*Description of the task*
Restate every line of the material, word for word.

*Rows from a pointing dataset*
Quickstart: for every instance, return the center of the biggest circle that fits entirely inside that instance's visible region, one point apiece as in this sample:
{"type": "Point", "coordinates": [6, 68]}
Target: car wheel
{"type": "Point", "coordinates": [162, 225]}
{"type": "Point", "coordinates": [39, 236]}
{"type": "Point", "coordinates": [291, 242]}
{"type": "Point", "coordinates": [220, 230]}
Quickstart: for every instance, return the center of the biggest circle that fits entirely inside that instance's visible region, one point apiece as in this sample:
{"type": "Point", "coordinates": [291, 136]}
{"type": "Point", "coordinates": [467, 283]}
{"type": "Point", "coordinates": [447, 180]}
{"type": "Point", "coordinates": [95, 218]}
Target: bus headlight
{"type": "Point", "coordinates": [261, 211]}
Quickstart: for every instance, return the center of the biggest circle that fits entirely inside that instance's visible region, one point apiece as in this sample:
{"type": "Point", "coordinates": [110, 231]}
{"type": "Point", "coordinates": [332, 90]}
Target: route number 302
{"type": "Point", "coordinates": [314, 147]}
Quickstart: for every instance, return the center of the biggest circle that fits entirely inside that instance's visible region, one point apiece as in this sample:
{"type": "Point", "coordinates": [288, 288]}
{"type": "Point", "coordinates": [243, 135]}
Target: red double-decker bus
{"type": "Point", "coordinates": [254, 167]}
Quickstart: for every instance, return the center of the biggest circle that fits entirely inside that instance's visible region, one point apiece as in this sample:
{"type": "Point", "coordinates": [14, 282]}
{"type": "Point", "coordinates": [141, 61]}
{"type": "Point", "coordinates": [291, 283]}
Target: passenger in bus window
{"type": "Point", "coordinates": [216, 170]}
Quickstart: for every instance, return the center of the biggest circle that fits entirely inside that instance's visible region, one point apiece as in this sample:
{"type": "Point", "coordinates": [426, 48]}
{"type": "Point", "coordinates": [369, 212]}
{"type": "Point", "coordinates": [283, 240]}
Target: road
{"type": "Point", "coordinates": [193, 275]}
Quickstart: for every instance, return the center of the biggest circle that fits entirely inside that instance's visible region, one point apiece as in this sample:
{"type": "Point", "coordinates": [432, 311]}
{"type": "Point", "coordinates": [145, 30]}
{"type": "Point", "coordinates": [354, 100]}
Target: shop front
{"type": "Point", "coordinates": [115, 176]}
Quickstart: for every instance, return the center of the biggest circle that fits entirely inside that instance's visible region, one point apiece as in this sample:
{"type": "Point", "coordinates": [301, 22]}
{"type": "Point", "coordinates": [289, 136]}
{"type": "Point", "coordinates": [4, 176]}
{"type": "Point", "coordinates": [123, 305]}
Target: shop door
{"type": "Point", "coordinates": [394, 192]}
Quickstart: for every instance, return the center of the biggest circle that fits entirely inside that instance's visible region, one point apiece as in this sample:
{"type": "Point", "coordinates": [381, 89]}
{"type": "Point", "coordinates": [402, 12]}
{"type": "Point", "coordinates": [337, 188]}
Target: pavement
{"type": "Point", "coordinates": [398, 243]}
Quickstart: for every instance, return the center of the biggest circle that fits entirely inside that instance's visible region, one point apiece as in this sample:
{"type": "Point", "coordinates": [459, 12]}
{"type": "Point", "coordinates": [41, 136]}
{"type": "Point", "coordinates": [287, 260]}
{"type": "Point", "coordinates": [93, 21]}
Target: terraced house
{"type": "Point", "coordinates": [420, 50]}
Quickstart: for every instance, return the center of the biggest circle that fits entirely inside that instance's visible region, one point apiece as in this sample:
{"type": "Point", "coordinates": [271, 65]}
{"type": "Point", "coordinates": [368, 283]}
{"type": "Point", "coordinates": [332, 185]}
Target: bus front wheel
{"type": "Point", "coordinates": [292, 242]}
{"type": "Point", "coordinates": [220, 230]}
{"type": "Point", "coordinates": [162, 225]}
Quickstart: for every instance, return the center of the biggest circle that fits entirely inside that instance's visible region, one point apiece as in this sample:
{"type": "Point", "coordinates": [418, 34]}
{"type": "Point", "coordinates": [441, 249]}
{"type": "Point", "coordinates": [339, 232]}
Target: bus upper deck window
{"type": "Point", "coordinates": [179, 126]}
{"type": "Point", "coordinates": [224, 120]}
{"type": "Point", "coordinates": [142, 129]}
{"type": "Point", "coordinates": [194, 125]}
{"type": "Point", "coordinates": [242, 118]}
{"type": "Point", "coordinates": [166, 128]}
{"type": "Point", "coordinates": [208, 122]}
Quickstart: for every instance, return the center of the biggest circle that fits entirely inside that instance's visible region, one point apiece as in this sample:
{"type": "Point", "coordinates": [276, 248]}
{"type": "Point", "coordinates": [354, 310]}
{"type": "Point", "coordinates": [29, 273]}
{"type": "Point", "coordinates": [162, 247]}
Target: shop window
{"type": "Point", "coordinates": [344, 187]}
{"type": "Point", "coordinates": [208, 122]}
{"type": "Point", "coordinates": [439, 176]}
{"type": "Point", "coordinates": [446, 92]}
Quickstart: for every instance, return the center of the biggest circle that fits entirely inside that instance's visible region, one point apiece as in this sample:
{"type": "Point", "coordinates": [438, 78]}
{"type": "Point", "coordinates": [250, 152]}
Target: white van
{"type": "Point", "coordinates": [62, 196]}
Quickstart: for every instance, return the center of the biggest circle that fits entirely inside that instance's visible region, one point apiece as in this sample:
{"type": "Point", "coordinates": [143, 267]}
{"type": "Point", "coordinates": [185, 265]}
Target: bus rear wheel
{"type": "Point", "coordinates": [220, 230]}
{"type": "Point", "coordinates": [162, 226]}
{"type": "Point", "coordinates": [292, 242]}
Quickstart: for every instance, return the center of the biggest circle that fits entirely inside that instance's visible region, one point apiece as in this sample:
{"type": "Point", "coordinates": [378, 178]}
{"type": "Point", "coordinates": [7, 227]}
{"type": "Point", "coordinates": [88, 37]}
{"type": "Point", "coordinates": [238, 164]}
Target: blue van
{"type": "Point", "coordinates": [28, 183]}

*Result below*
Quickstart: for every instance, return the center of the biggest circle that fits entirely inside that instance's visible region, one point apiece as in this sample:
{"type": "Point", "coordinates": [6, 68]}
Target: car wheel
{"type": "Point", "coordinates": [162, 225]}
{"type": "Point", "coordinates": [39, 236]}
{"type": "Point", "coordinates": [291, 242]}
{"type": "Point", "coordinates": [220, 230]}
Quickstart: for every instance, return the center of the biggest circle that fits entirely inside that instance's visible region, one point apiece as in this sample:
{"type": "Point", "coordinates": [291, 136]}
{"type": "Point", "coordinates": [467, 283]}
{"type": "Point", "coordinates": [447, 180]}
{"type": "Point", "coordinates": [95, 218]}
Target: bus headlight
{"type": "Point", "coordinates": [261, 211]}
Quickstart: for every instance, return the center of the biggest circle that fits entirely inside that instance's visible region, one point apiece as in this sample:
{"type": "Point", "coordinates": [110, 231]}
{"type": "Point", "coordinates": [332, 90]}
Target: route number 302
{"type": "Point", "coordinates": [314, 147]}
Quickstart: for every instance, return the center of the biggest circle that fits entirely inside that instance's visible region, one point apiece as in this sample:
{"type": "Point", "coordinates": [288, 288]}
{"type": "Point", "coordinates": [243, 135]}
Target: red double-decker bus
{"type": "Point", "coordinates": [254, 167]}
Quickstart: for every instance, return the center of the biggest circle that fits entirely inside that instance's visible region, one point apiece as in this sample:
{"type": "Point", "coordinates": [14, 282]}
{"type": "Point", "coordinates": [141, 61]}
{"type": "Point", "coordinates": [291, 283]}
Target: passenger in bus window
{"type": "Point", "coordinates": [216, 170]}
Quickstart: for every instance, return the center of the biggest circle that fits entirely inside that instance's visible region, one point apiece as in this sample:
{"type": "Point", "coordinates": [426, 48]}
{"type": "Point", "coordinates": [369, 212]}
{"type": "Point", "coordinates": [283, 240]}
Target: road
{"type": "Point", "coordinates": [193, 275]}
Quickstart: for every instance, return the center of the biggest circle that fits entirely inside that instance's visible region, one point apiece as in this sample:
{"type": "Point", "coordinates": [432, 311]}
{"type": "Point", "coordinates": [145, 30]}
{"type": "Point", "coordinates": [354, 100]}
Target: shop front
{"type": "Point", "coordinates": [115, 176]}
Quickstart: for every instance, return the center of the biggest circle that fits entirely inside that instance's visible region, one point apiece as in this sample:
{"type": "Point", "coordinates": [301, 22]}
{"type": "Point", "coordinates": [289, 136]}
{"type": "Point", "coordinates": [4, 176]}
{"type": "Point", "coordinates": [123, 305]}
Target: shop door
{"type": "Point", "coordinates": [394, 192]}
Quickstart: for every instance, return the center of the biggest circle that fits entirely inside that instance's visible region, one point apiece as in this sample:
{"type": "Point", "coordinates": [381, 89]}
{"type": "Point", "coordinates": [402, 12]}
{"type": "Point", "coordinates": [337, 188]}
Target: pavement
{"type": "Point", "coordinates": [398, 243]}
Quickstart: for every instance, return the center of the biggest circle that fits entirely inside that instance's visible region, one point apiece as in this sample:
{"type": "Point", "coordinates": [459, 12]}
{"type": "Point", "coordinates": [41, 136]}
{"type": "Point", "coordinates": [287, 260]}
{"type": "Point", "coordinates": [93, 21]}
Target: terraced house
{"type": "Point", "coordinates": [420, 50]}
Quickstart: for every instance, return the center of the biggest circle that fits entirely inside that instance's visible region, one point apiece as in this sample:
{"type": "Point", "coordinates": [271, 65]}
{"type": "Point", "coordinates": [368, 283]}
{"type": "Point", "coordinates": [332, 185]}
Target: bus front wheel
{"type": "Point", "coordinates": [292, 242]}
{"type": "Point", "coordinates": [220, 230]}
{"type": "Point", "coordinates": [162, 225]}
Quickstart: for every instance, return the center of the biggest circle that fits entirely inside that instance's visible region, one point apiece as in this sample:
{"type": "Point", "coordinates": [418, 34]}
{"type": "Point", "coordinates": [441, 249]}
{"type": "Point", "coordinates": [339, 232]}
Target: bus upper deck window
{"type": "Point", "coordinates": [179, 126]}
{"type": "Point", "coordinates": [224, 120]}
{"type": "Point", "coordinates": [142, 129]}
{"type": "Point", "coordinates": [194, 125]}
{"type": "Point", "coordinates": [242, 118]}
{"type": "Point", "coordinates": [166, 128]}
{"type": "Point", "coordinates": [208, 122]}
Quickstart: for every instance, return the center of the biggest circle that fits entirely inside that instance's visible region, one point apiece as in this sample:
{"type": "Point", "coordinates": [276, 248]}
{"type": "Point", "coordinates": [354, 310]}
{"type": "Point", "coordinates": [29, 273]}
{"type": "Point", "coordinates": [162, 247]}
Target: shop window
{"type": "Point", "coordinates": [344, 187]}
{"type": "Point", "coordinates": [208, 122]}
{"type": "Point", "coordinates": [439, 176]}
{"type": "Point", "coordinates": [446, 92]}
Quickstart: for every instance, return the center of the biggest circle that fits entirely inside that instance's visible region, one point apiece as in this sample:
{"type": "Point", "coordinates": [438, 78]}
{"type": "Point", "coordinates": [250, 152]}
Target: white van
{"type": "Point", "coordinates": [62, 196]}
Quickstart: for every instance, return the center of the biggest circle that fits entirely inside that instance's visible region, one point apiece as in this sample:
{"type": "Point", "coordinates": [143, 267]}
{"type": "Point", "coordinates": [185, 265]}
Target: bus rear wheel
{"type": "Point", "coordinates": [220, 230]}
{"type": "Point", "coordinates": [162, 226]}
{"type": "Point", "coordinates": [292, 242]}
Quickstart: for every instance, return the center of the biggest circle that fits entirely inside that instance's visible region, one point apiece as in this sample:
{"type": "Point", "coordinates": [378, 178]}
{"type": "Point", "coordinates": [7, 227]}
{"type": "Point", "coordinates": [88, 37]}
{"type": "Point", "coordinates": [238, 164]}
Target: blue van
{"type": "Point", "coordinates": [28, 183]}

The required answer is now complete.